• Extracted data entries
##########

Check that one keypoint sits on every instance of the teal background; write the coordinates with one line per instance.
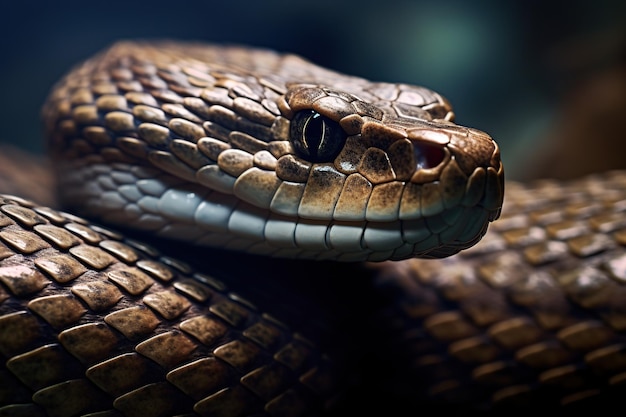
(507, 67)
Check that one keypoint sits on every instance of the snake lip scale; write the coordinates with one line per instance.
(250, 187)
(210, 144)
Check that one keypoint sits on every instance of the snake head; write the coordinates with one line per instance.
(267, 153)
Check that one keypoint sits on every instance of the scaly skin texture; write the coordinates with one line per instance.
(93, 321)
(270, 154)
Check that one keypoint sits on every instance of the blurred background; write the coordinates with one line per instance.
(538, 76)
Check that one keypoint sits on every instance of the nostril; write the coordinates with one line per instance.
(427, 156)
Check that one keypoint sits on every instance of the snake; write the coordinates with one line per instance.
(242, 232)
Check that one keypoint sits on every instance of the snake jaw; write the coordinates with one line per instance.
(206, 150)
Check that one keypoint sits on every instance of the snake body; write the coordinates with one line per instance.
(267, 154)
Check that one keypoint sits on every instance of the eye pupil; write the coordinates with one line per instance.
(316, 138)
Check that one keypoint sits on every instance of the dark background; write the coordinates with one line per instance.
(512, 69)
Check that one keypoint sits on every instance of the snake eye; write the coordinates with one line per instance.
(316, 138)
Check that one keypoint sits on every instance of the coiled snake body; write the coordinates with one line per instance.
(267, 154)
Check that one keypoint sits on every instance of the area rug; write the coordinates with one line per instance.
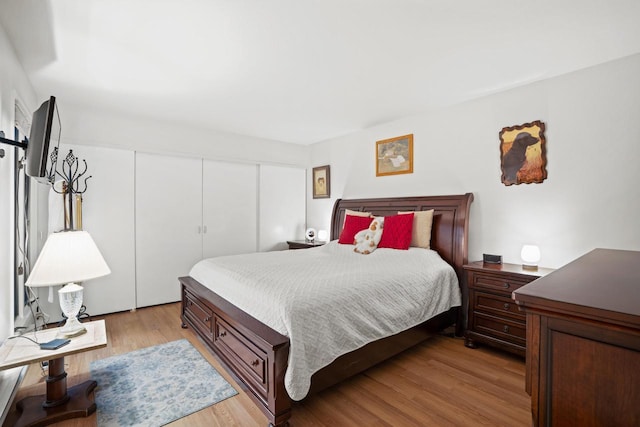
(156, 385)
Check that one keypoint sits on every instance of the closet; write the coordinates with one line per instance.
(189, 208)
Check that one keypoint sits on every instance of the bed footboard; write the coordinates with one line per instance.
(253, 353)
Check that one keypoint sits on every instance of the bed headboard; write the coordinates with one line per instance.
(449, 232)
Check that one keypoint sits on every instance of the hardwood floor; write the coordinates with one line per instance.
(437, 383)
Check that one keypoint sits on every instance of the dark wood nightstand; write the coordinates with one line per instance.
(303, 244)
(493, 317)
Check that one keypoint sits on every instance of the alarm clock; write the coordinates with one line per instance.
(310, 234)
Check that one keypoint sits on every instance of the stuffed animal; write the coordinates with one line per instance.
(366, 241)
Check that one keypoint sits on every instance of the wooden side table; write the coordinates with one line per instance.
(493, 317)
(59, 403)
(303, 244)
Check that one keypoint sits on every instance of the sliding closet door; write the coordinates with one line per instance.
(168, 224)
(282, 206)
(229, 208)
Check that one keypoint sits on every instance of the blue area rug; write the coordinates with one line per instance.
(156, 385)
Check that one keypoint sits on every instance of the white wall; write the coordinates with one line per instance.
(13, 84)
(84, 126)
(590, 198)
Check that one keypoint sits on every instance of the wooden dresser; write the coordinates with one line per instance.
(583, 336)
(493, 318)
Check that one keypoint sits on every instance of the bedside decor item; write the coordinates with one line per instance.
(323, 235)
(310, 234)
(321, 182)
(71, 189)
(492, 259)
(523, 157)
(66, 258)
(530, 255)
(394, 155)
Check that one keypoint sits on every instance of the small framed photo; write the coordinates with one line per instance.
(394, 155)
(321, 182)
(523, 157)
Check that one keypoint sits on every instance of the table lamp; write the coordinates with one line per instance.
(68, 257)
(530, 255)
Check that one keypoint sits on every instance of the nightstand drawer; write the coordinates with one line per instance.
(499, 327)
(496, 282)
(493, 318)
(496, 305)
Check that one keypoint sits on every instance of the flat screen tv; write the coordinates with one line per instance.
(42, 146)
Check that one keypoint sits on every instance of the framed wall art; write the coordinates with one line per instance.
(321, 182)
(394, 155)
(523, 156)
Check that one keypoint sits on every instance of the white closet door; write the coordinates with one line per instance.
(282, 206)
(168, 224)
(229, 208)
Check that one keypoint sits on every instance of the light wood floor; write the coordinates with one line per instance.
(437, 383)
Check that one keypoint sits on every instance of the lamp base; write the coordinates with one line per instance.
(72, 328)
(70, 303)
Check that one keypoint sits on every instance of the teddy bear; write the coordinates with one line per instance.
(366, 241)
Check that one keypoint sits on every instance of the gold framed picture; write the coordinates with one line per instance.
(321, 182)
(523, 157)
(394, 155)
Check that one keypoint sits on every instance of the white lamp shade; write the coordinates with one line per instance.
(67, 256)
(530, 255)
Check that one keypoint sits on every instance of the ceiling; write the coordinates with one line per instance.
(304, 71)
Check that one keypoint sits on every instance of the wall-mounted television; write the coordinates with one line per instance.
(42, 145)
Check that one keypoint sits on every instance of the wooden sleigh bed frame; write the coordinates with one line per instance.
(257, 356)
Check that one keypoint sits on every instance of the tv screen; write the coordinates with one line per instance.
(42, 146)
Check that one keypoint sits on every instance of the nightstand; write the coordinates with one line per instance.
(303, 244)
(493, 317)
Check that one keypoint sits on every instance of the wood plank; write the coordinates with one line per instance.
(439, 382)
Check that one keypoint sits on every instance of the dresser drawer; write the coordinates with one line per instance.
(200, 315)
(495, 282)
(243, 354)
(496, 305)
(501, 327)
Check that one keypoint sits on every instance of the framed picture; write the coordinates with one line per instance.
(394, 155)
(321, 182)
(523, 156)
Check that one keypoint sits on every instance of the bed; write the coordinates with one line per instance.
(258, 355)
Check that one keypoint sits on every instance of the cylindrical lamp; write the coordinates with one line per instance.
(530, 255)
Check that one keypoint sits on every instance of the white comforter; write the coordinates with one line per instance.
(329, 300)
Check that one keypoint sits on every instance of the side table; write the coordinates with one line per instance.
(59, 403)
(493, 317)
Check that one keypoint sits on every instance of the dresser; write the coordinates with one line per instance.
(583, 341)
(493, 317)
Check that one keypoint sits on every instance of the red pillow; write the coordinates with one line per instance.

##########

• Work instructions
Drop every picture and repeat the rest of the entries exactly.

• Response to this task
Check that one keypoint sits on every instance of the teal background; write the coordinates with one line per instance.
(507, 67)
Check that one keypoint sits on every instance of the snake lip scale; write the coordinates with one line per instance.
(250, 187)
(210, 144)
Check that one keypoint sits on every instance of the snake head; write the coordinates with one line per instance.
(267, 153)
Check that one keypoint sits on every instance of the scaly skin texture; write the coordinates with one line per instance.
(93, 321)
(270, 154)
Check that one keypoint sits on every instance of the blurred background; write the coordinates with one line per instance.
(538, 76)
Check that one keypoint sits on every instance of the nostril; write the coordinates with one line per instance.
(427, 156)
Check that one keypoint sits on every instance of the snake; write the coordinates with one line per instance.
(242, 232)
Check that one keypoint sits on every instance of the snake jaw; write the coordinates with one line per instance.
(206, 150)
Check that one keypoint sits on every instance of the snake body; write the coordinates with one line per instance.
(267, 154)
Check that one keypoint sits on every instance of the eye pupil; write the coordinates with one line per instance.
(316, 138)
Check that one keypoint sits on every instance of the dark background; write the coordinates with one line per instance.
(512, 69)
Check that one keypoint sits on every instance of the snake eye; write the coordinates with one line per instance.
(316, 138)
Check that one keypoint sits on every instance of the coiled snake body; write the coordinates with one line per instance.
(267, 154)
Check that one keypoint sits on every instance of the area rug; write the coordinates with one line per instance.
(156, 385)
Check that one keypoint sits on every instance of the closet; write the coordinates with one line per instance.
(189, 208)
Check that one keypoint sits on every instance of the bed footboard; write the coordinates with one line per instance.
(253, 353)
Check that one keypoint sits on every instance of the bed headboard; write the coordinates with one line per instance.
(449, 232)
Check that one keypoint sits on every instance of the hardwood floor; write the coordinates with one line per instance.
(437, 383)
Check that one keypoint sits on every instance of the dark wood nightstand; write the coordinates with one line per instance.
(303, 244)
(493, 317)
Check that one keypoint sits on every instance of the alarm clock; write the coordinates with one line per instance.
(310, 234)
Check that one keypoint sits on every instance of the stuffed animal; write the coordinates with one line per instance.
(366, 241)
Check that one keypoint sits on every instance of the wooden side table; write the coordinates with one line per instance.
(493, 317)
(59, 403)
(303, 244)
Check that one keypoint sits on every instance of the sliding closet door; write the coordinates with one line per instance.
(168, 224)
(282, 206)
(229, 208)
Check that one keypoint sits on every instance of the blue area rug; write the coordinates with one line per instance.
(156, 385)
Check that one keypoint sits on every instance of the white wall; write the coordinates with one line per instance.
(13, 84)
(84, 126)
(590, 198)
Check that one keypoint sits on every instance of the wooden dresser; write the coordinates with one line per instance.
(583, 336)
(493, 318)
Check that one keypoint sits on every instance of the bedside decor item; write the coordinates with one line per instance.
(323, 235)
(310, 234)
(321, 182)
(71, 189)
(492, 259)
(523, 157)
(66, 258)
(530, 255)
(394, 155)
Check that one keypoint sits on every instance of the small framed photo; write the coordinates with one line per instance.
(394, 155)
(321, 182)
(523, 157)
Check that one keypoint sits on every instance of the table lamp; write the coordinates with one line per instance.
(68, 257)
(530, 255)
Check that one keypoint sits on every instance of the nightstand drawer; write the coordinates with one line per instance.
(499, 327)
(496, 282)
(493, 318)
(496, 305)
Check that one keypoint sits on every instance of the flat screen tv; write the coordinates with one line per instance.
(42, 146)
Check that one keypoint sits on every instance of the framed wall art; write the coordinates with one line per instance.
(321, 182)
(394, 155)
(523, 156)
Check that one keypoint sits on every instance of the white closet door; write the coordinates with one line per instance.
(282, 206)
(168, 224)
(229, 208)
Check that one keypoint sits on every instance of the light wood floor; write the coordinates with one line per instance.
(437, 383)
Check that one keypoint sits on every instance of the lamp base; write the coordinates with one line per instance.
(72, 328)
(70, 303)
Check that one keypoint sits on every instance of the teddy bear; write the coordinates with one line per instance.
(366, 241)
Check that one keypoint sits on every instance of the gold framed picture; write the coordinates with one line per instance.
(321, 182)
(523, 157)
(394, 155)
Check that one keypoint sits on every instance of the white lamp shade; write the coordinates with one line per instance.
(67, 256)
(530, 255)
Check that one keypoint sits on every instance of the ceiling; write the coordinates with one line per instance.
(304, 71)
Check that one keypoint sits on every instance of the wall-mounted television; write the coordinates with one line per instance.
(42, 145)
Check that one keypoint sits on every instance of the wooden sleigh bed frame; write the coordinates with one line per instance.
(257, 356)
Check that one keypoint sits on every instance of the tv screen; write the coordinates with one line per instance.
(42, 146)
Check that one keypoint sits on every instance of the nightstand; write the coordinates with one line per instance.
(303, 244)
(493, 317)
Check that one keypoint sits on every instance of the wood plank; write the coordinates with one line per instance.
(439, 382)
Check that one keypoint sits on every instance of the dresser drawer; write the coordinates with one line per instance.
(200, 315)
(495, 282)
(243, 354)
(496, 305)
(501, 327)
Check that one keypoint sits on every instance of the framed picture; write the coordinates with one line per instance.
(394, 155)
(321, 182)
(523, 156)
Check that one keypoint sits on every instance of the bed; write the coordinates with one line per instance.
(258, 355)
Check that one keypoint sits on every instance of the cylindrical lamp; write the coordinates with one line per instance.
(530, 255)
Check that one keypoint sits on every instance of the white comforter; write the coordinates with one line per instance.
(329, 300)
Check that one keypoint sits on every instance of the side table; write the coordinates with one line per instance.
(59, 403)
(493, 317)
Check that one keypoint sits on every instance of the dresser; write the coordinates with one line per instance.
(583, 341)
(493, 317)
Check that one keypoint sits on every instance of the red pillow; write the coordinates with one line per instance.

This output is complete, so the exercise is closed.